> [Problem to work on]: Your task is to output the data exactly as it stands.

(Lines of data)
○ ○ ○

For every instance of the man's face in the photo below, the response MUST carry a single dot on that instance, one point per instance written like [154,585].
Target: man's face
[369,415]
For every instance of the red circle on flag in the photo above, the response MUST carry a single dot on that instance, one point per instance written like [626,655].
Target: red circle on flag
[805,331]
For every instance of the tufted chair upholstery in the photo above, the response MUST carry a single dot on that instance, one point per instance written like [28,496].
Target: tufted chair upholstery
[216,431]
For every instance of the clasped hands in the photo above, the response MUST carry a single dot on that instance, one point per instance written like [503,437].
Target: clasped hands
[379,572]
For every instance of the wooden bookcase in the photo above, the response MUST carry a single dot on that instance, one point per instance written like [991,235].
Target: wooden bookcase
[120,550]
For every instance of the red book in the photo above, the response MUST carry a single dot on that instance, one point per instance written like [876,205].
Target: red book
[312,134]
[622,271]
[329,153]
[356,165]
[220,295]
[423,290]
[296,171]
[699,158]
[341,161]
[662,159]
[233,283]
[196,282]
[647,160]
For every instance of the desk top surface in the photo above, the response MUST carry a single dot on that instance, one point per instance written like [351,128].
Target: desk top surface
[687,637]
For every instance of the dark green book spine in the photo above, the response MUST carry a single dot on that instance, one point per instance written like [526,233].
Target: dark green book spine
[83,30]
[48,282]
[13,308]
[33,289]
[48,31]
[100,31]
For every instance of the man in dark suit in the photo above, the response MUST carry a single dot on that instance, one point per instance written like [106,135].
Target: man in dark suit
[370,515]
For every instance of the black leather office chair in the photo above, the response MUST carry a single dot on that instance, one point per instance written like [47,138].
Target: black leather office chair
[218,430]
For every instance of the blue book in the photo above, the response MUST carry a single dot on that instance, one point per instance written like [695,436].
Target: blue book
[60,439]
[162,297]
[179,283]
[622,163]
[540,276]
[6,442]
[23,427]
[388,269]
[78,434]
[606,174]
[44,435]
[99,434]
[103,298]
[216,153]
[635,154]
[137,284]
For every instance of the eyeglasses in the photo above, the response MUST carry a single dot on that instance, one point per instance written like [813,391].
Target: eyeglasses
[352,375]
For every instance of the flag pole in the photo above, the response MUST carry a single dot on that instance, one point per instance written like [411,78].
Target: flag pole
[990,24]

○ ○ ○

> [Solution for this exercise]:
For every instance of the man's face in the photo below, the response MUST carry a single dot on that instance, one point per instance written like [154,585].
Target: man's face
[369,415]
For every instance of the red circle on flag in the photo above, the response MUST carry a single dot on that instance, one point per instance written like [626,655].
Target: red circle on flag
[805,331]
For every instance of the tufted chair upholstery in the photo above, the response MUST carry a single dot on that instance, one point per instance written like [28,496].
Target: tufted chair upholstery
[216,431]
For every instance of the clasped hands in the photo above, the response MUST carry a single dot on that instance, one point per instance written like [503,437].
Target: clasped hands
[379,572]
For every instance of the wooden bookcase in the photo above, the response MUST carry a single dot on that instance, one point per instance written like [991,235].
Target: wooden bookcase
[120,550]
For every instance of the red book in the photo above, the response MUST carry a single dot on that instance, one point per instance written like [876,205].
Target: red book
[312,134]
[622,271]
[329,153]
[356,165]
[220,295]
[423,290]
[296,171]
[699,158]
[341,161]
[662,159]
[233,283]
[196,282]
[647,160]
For every instance of the desk top surface in the photo above, the response MUST carry a single dot on that instance, one point per instance written like [351,128].
Target: desk top surface
[687,637]
For every instance of the dark green book spine in the photo above, the response MUST carry a single dot on that instance, one point per instance written like [526,233].
Target: dark green book spine
[83,30]
[48,282]
[13,308]
[33,289]
[48,31]
[100,31]
For every instance of the man in dark suit in the photo above, the response MUST carry a single dot on that instance, one point per instance written like [106,135].
Target: man in dark suit
[370,515]
For every instance of the black leather office chair in the photo above, the response MUST carry a single dot on that instance, one point per instance written like [47,138].
Target: black leather office chair
[218,430]
For every instance of the blue book in the photo above, the response MUST carry a single dot on that instance, one point per instance written like [695,436].
Target: blue book
[60,439]
[162,297]
[179,283]
[622,163]
[540,276]
[6,442]
[23,427]
[388,269]
[78,434]
[606,174]
[44,435]
[99,434]
[103,298]
[216,153]
[635,154]
[137,284]
For every instance of the eyeglasses in the photo above, the response MUST carry a single dot on that instance, one point per instance written like [813,391].
Target: eyeglasses
[352,375]
For every instance of the flag pole in the photo above, the response MUST carry a single dot on that instance, one point per instance written like [411,78].
Target: flag pole
[990,24]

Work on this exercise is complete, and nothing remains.